* _Work item_
For the entries below, print exactly the lines between the line holding "Target: cut fruit surface" and the line holding "Target: woman's bare foot", inclusive, and nothing else.

--- Data to examine ---

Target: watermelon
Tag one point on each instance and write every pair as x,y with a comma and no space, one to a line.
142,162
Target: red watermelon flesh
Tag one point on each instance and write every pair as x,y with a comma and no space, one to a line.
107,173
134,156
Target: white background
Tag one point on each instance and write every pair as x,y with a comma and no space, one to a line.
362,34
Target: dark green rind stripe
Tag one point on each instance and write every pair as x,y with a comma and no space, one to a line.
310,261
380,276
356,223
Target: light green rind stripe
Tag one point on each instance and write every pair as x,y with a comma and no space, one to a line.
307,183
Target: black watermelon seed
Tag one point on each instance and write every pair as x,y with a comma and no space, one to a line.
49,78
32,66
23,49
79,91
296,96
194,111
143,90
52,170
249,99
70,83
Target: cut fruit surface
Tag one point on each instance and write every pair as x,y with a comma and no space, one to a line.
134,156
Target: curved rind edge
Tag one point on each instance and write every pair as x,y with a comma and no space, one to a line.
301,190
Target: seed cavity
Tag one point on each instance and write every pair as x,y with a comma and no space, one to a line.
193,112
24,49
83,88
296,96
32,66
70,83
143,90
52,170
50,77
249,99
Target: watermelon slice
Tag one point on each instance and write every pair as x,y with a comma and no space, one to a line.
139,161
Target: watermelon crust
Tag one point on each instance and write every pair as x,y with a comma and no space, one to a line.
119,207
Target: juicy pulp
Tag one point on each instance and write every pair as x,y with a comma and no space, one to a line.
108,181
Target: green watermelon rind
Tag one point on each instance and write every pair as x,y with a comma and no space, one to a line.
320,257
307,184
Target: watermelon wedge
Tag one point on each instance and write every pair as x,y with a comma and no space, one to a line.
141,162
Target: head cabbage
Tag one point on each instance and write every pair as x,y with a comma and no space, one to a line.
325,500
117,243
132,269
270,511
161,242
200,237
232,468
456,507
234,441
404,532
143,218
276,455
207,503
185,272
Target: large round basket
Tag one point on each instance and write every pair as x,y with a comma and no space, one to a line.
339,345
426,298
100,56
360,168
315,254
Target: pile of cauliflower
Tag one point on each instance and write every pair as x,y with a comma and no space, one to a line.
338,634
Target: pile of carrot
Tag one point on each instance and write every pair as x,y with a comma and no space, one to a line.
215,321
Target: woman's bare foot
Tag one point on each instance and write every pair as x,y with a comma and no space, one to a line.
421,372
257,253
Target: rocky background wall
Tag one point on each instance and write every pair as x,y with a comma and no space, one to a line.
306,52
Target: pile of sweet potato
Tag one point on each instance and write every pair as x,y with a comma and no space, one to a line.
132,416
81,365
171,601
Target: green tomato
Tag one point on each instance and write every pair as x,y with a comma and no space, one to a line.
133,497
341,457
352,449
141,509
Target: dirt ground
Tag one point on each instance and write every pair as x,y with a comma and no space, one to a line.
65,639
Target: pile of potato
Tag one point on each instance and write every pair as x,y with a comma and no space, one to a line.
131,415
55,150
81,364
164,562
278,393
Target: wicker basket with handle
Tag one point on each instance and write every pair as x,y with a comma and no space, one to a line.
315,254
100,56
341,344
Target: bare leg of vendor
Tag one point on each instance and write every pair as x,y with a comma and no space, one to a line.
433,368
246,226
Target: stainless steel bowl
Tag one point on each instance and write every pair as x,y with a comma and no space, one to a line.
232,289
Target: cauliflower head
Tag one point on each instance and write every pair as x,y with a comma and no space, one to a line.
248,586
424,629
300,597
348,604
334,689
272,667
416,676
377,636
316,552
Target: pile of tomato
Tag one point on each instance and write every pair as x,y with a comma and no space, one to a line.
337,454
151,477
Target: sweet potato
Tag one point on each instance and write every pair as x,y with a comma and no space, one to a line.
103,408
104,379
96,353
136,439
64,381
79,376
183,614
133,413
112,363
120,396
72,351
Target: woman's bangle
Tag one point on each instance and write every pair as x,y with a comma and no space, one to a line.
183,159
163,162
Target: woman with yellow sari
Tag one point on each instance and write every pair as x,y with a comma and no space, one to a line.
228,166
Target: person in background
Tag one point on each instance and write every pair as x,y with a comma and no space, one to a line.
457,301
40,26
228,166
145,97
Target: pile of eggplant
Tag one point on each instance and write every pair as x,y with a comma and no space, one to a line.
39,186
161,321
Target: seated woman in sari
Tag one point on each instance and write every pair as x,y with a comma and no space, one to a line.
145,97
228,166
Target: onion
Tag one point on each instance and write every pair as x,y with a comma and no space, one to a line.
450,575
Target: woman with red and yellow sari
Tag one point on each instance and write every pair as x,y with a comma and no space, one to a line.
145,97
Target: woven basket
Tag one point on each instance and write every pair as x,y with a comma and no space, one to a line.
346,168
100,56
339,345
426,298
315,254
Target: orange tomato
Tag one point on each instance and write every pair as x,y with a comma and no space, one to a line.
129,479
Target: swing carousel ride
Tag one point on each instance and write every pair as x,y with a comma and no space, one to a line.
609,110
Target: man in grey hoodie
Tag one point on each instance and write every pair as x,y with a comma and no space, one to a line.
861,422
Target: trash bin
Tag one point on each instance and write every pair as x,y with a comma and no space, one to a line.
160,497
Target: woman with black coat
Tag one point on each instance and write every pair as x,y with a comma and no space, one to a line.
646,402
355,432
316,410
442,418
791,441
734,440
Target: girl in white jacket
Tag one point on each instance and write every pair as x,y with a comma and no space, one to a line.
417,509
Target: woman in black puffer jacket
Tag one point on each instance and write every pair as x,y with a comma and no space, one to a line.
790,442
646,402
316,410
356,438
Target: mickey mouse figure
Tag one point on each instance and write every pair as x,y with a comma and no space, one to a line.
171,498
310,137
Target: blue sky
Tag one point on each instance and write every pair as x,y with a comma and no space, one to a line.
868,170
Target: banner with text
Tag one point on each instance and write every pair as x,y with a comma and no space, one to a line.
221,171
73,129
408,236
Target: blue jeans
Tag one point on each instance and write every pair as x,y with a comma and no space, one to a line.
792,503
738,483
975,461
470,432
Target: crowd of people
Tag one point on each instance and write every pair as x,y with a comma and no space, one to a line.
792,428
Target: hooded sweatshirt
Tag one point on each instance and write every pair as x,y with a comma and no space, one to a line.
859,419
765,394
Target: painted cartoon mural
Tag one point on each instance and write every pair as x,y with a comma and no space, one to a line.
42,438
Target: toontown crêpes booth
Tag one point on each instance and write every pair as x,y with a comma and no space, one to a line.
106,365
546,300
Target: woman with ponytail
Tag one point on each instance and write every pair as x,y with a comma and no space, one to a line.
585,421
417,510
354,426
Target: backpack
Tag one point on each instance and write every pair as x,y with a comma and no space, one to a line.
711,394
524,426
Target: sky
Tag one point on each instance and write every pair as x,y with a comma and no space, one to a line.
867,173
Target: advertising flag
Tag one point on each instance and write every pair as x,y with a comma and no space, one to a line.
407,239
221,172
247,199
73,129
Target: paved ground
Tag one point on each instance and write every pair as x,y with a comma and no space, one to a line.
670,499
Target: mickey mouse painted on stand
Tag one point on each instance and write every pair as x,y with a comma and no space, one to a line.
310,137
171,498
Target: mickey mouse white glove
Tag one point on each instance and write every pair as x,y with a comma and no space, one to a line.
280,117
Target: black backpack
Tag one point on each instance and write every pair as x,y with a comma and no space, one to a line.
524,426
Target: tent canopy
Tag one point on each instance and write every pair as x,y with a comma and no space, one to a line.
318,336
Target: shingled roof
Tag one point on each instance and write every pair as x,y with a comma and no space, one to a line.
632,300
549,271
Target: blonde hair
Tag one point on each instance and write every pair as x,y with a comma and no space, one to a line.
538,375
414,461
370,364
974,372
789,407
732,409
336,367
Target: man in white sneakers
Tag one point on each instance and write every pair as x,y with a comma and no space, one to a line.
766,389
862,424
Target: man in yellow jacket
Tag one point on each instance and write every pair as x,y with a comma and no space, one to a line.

---

* _Exercise output_
Target: cut fruit surface
Tag one point on each instance and write every pair as x,y with a comma and no space, one to a line.
134,156
Target: curved rind edge
Tag one point on each instance and write every pair as x,y with a comma and no space, one to a line.
301,190
Target: seed cavity
Tag one point on each instance and write every pair as x,y with a comma and no space, one to a line.
193,112
24,49
83,88
296,96
32,66
70,83
143,90
52,170
50,77
249,99
Target: watermelon slice
Tag one point on each instance and write every pair as x,y with a comma and no space, one to a line.
139,161
Target: watermelon crust
Tag one point on each instance and write every pair as x,y with a comma and no space, one to a line.
119,207
Target: juicy pulp
Tag one point on each instance and write every pair as x,y with a comma and no space, one to a line.
108,181
Target: green watermelon rind
Tag one point on each instance and write every pair as x,y with a comma and no space, one to a line.
320,257
307,184
Target: watermelon wedge
Tag one point on each instance and write every pair as x,y with a comma and no space, one to a line.
141,162
Target: head cabbage
Tag one point on each instance and write every pair as x,y with a comma and no space, one to a line.
325,500
117,243
132,269
270,511
161,242
200,237
232,468
456,507
234,441
404,532
143,218
276,455
207,503
185,272
Target: large round basket
Tag one point on each instance and write every pair as x,y with a comma and no space, one to a line.
339,345
426,298
100,56
360,168
315,254
Target: pile of cauliflower
Tag one point on each instance and write every pair as x,y with a comma and no space, one to a line.
338,634
Target: pile of carrot
Tag one point on each instance and write every pair as x,y with a comma and no space, one to a line.
215,321
Target: woman's bare foot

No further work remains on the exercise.